ACTIVITY:
Search the material below for "burrs" and copy every line where it occurs.

GIVEN RECORDS:

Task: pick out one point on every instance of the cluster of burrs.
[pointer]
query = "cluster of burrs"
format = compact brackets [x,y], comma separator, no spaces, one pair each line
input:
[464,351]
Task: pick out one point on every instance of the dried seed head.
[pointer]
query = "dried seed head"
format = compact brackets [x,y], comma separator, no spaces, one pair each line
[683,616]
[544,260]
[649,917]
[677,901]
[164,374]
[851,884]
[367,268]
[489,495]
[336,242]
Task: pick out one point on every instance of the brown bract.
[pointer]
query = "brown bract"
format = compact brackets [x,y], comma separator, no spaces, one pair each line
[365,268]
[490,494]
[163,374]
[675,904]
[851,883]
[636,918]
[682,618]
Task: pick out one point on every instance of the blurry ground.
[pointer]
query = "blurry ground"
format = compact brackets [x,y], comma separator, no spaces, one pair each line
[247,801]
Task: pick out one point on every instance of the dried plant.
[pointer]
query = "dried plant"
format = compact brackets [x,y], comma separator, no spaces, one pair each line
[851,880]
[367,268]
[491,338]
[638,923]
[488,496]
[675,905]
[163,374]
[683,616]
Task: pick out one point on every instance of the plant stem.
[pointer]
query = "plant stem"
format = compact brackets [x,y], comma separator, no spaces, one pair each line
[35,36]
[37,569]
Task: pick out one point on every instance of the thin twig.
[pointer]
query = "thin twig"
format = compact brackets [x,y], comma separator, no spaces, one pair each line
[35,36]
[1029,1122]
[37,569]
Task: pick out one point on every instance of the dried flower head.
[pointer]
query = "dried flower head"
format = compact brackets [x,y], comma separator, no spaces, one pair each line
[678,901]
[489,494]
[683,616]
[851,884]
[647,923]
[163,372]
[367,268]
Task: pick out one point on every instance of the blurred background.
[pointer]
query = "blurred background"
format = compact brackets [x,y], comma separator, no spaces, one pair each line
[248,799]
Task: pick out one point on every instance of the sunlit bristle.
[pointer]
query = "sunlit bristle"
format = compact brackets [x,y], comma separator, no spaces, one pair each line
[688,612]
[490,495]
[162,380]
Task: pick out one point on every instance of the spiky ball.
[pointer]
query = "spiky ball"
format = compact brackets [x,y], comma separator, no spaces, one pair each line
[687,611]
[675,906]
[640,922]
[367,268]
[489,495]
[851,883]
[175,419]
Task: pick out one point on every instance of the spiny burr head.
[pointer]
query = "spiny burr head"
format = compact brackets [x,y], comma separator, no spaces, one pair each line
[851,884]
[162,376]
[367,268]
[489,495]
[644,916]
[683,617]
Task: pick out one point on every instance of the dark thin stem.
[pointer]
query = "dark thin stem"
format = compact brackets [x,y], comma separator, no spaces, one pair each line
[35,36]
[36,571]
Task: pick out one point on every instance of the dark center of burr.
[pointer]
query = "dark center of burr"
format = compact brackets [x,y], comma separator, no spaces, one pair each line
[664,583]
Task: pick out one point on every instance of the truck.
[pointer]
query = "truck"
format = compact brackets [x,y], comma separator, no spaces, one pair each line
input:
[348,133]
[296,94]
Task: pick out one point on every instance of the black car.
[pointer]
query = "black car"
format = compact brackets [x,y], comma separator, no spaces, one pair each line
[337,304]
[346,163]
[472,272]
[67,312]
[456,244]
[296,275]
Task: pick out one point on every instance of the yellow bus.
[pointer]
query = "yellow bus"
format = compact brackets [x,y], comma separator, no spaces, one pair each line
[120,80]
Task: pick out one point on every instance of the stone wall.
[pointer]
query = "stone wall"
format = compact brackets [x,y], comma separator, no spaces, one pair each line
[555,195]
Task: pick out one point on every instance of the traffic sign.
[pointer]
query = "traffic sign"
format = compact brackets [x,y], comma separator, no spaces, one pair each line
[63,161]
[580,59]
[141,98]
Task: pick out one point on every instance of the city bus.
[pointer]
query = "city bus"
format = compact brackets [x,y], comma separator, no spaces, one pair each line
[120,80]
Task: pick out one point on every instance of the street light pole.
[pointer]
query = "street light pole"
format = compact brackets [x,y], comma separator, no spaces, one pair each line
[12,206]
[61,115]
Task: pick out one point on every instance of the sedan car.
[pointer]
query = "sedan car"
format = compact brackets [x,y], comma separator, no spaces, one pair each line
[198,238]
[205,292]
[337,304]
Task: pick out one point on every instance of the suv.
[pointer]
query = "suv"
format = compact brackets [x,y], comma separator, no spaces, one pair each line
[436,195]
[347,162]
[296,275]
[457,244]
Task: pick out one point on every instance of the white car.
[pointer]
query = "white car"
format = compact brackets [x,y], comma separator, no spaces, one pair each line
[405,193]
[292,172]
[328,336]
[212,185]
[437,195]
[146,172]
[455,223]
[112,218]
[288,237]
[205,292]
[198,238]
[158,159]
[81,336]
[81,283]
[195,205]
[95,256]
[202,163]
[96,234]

RESULT OF THE EXERCISE:
Task: pick out one point on every instance of the cluster of burrs.
query = "cluster of burrs"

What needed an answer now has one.